Restate the entries below in full, exactly as they read, but without pictures.

* _Stored items_
╭──

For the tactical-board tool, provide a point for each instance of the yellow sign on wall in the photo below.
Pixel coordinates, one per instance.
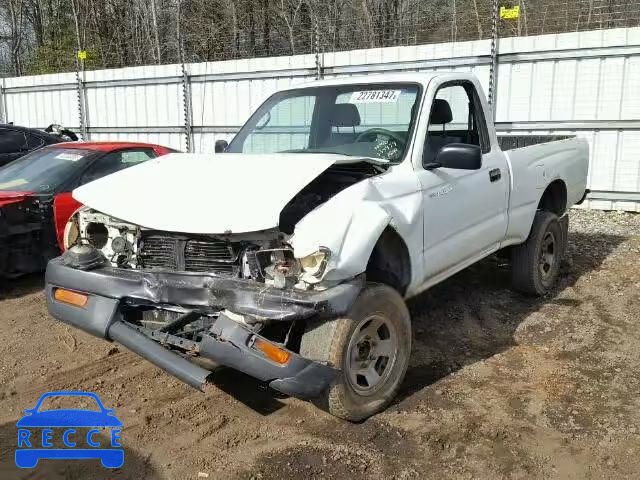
(510, 13)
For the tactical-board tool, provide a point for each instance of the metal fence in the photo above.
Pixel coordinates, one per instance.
(585, 83)
(144, 32)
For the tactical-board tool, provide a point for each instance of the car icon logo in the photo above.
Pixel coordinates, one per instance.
(38, 428)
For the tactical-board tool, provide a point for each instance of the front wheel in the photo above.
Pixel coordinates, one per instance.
(371, 347)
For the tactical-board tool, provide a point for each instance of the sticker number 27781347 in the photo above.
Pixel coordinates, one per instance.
(375, 96)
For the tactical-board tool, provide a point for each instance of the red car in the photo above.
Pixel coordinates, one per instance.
(36, 202)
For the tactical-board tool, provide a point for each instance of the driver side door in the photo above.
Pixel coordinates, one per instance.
(465, 211)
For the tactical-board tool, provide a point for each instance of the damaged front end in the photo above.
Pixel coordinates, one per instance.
(167, 316)
(240, 300)
(27, 234)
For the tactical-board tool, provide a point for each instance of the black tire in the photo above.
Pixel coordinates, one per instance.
(331, 341)
(535, 263)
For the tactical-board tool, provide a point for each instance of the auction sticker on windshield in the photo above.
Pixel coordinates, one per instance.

╰──

* _Expected answer_
For the tactical-board tool, provide a point for each instance of the yellow sign on wall in the photo below.
Pixel coordinates, one per instance.
(510, 13)
For the tactical-board tool, provide a point for each instance of the metal fence in the photo above.
Pixel coordinates, one per instance.
(585, 83)
(144, 32)
For the tactical-board tool, provide a point for each instance of the car icon logo in the photo above.
Pixel coordinates, one per instance.
(38, 428)
For the tactical-board tool, provide a point for each instance of the front wheel in the photo above.
Pixel coordinates, one per instance.
(371, 347)
For the tactical-board tool, provide a point for each instance of the sticker number 27781347 in the photo above.
Pixel coordinates, one per instance.
(375, 96)
For the tactical-board tool, provide a point for each instance of the red car in the photo above.
Pixel coordinates, one per instance.
(36, 202)
For the tactical-board tool, provide a point for each instance of the driver side door in the photo above.
Pixel coordinates, one per instance.
(465, 211)
For the tactical-board tool, provide a point for each instance of the damaged front end in the photo above.
Pixel coordinates, one per instance.
(167, 316)
(240, 300)
(27, 234)
For the tactical-board tool, provide a point for each instance of the black tire in the photo above.
Pixel coordinates, one per instance.
(331, 341)
(535, 263)
For the tactical-board tool, provide a point for each instance of the auction sticker on windshield in the photo above.
Pixel coordinates, one per instance.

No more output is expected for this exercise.